Start EXTRACTED MATERIAL

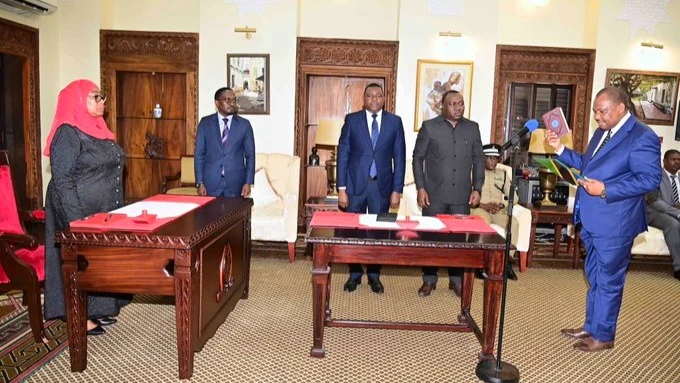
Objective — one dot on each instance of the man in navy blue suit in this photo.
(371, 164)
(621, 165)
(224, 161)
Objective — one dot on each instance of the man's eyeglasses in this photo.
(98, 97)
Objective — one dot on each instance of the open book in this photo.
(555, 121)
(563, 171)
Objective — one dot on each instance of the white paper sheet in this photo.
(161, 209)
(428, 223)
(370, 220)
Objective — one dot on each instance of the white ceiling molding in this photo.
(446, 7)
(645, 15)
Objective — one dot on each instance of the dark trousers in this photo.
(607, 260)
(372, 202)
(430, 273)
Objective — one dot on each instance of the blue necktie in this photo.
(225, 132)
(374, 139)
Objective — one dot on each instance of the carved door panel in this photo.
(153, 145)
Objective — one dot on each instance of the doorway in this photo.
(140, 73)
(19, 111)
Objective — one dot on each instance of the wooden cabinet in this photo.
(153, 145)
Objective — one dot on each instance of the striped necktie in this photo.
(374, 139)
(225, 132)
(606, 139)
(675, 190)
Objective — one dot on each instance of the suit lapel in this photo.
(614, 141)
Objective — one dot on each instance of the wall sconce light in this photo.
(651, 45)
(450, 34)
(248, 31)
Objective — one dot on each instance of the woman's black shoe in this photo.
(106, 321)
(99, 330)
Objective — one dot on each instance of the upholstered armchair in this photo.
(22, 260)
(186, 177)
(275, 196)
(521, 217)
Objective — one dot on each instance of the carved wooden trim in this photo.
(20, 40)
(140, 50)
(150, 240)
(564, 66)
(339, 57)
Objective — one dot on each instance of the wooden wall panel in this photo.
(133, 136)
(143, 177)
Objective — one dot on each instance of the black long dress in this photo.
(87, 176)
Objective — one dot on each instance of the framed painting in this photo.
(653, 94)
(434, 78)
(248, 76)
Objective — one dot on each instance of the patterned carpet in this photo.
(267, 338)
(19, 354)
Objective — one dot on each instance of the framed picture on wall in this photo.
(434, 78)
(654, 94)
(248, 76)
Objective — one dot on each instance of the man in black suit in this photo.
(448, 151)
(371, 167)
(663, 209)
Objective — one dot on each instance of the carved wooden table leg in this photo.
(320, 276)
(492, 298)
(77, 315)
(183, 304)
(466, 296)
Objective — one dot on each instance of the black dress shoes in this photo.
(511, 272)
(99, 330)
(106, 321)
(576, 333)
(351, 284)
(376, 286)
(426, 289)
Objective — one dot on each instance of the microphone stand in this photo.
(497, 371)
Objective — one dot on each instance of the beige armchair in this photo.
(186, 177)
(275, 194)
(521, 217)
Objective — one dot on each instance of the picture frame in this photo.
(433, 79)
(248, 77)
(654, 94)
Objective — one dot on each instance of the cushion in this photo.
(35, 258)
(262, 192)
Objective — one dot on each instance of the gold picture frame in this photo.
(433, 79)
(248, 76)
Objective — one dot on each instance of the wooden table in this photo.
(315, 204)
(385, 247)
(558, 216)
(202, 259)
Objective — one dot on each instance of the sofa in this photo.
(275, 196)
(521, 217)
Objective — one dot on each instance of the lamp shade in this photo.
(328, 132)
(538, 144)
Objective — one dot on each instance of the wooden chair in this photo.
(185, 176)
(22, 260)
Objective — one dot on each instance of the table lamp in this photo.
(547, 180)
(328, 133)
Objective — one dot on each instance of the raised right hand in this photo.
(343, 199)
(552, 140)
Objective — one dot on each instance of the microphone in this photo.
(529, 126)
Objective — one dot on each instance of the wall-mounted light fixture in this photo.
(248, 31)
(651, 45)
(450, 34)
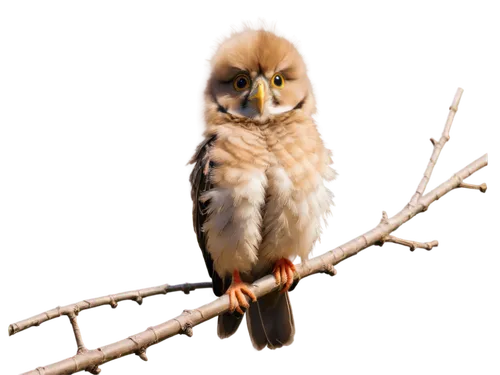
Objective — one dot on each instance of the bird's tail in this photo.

End EXTRACTED MATERIAL

Quote all the records verbatim, dropping any pictures from your copy.

Objective — one dot on each instance of the man in navy blue suit in this photo.
(371, 164)
(621, 165)
(224, 161)
Objective — one dot on each instance of the man's eyeglasses in this photo.
(98, 97)
Objective — one dot on each instance of the open book in this photo.
(555, 121)
(563, 171)
Objective — one dot on each instance of the white paper sheet in this photo.
(161, 209)
(428, 223)
(370, 220)
Objective — one dot on each instance of the white ceiling molding in this photo.
(446, 7)
(645, 15)
Objective — one dot on each instance of the dark trousers in this photo.
(607, 260)
(372, 202)
(430, 273)
Objective — one dot on each instance of the blue necktie in this photo.
(225, 132)
(374, 139)
Objective — one dot on each instance of the carved door panel in this photo.
(153, 145)
Objective — one dot on each instance of the doorway in this photo.
(140, 73)
(19, 111)
Objective — one dot on each instance of the wooden cabinet in this photo.
(153, 145)
Objective — one dot on each instance of the striped necktie in this photo.
(374, 139)
(225, 132)
(606, 139)
(675, 190)
Objective — one dot on each instance of the suit lapel in this photo.
(614, 141)
Objective — one dot on each instance of the wall sconce light in this photo.
(651, 45)
(450, 34)
(248, 31)
Objective — one dot on each instance of the woman's black shoe in this photo.
(106, 321)
(99, 330)
Objective — one dot on each instance of the upholstered armchair in this photo.
(22, 260)
(186, 177)
(275, 196)
(521, 217)
Objective — one dot on each instance of the carved wooden trim in this photo.
(20, 40)
(140, 50)
(150, 240)
(564, 66)
(339, 57)
Objective — one dot on each instance of the wooden wall panel in this photo.
(133, 136)
(143, 177)
Objective — one dot on each instance of the black long dress in this photo.
(87, 176)
Objective — one dot on each instance of the framed painting in this photo.
(653, 94)
(434, 78)
(248, 76)
Objective — one dot on each instance of the patterned carpet in this photo.
(267, 338)
(19, 354)
Objective — one dot on each instance of the framed picture on wall in this photo.
(434, 78)
(654, 94)
(248, 76)
Objective — one dot on each instance of the man in black suit in this photo.
(448, 151)
(371, 167)
(663, 209)
Objective — one dot on each instance of the carved wooden table leg in this photo.
(320, 276)
(492, 298)
(77, 315)
(183, 304)
(466, 296)
Objective — one dot on each instance of the black dress shoes in this photo.
(511, 272)
(99, 330)
(106, 321)
(576, 333)
(351, 284)
(376, 286)
(426, 289)
Objective — one dot on each instance of the microphone stand in this photo.
(497, 371)
Objective — one dot on each instance of the beige armchair in this photo.
(186, 177)
(275, 194)
(521, 217)
Objective — one dot on each instance of the picture frame in this photo.
(433, 79)
(248, 77)
(654, 94)
Objective — one dot on each instance of the cushion in this photo.
(35, 258)
(262, 192)
Objective — one dot on each instance of the gold picture frame in this photo.
(433, 79)
(248, 76)
Objective — one dot on each instance of the wooden table in this photo.
(315, 204)
(385, 247)
(558, 216)
(202, 259)
Objective — one dot on each instance of the sofa in this photo.
(275, 196)
(521, 217)
Objective — one dot on each instance of the lamp shade in this photo.
(328, 132)
(538, 144)
Objective — one dot on each instance of the wooden chair in this photo.
(185, 176)
(22, 260)
Objective — one dot on each instance of the table lamp in this photo.
(547, 180)
(328, 133)
Objective — one dot on each instance of the raised right hand in this photo.
(343, 199)
(552, 140)
Objective — one dot on each instance of the microphone in this photo.
(529, 126)
Objective — one dot on each instance of the wall-mounted light fixture in this photo.
(248, 31)
(651, 45)
(450, 34)
Objective — one dot on each instance of the bird's tail in this photo.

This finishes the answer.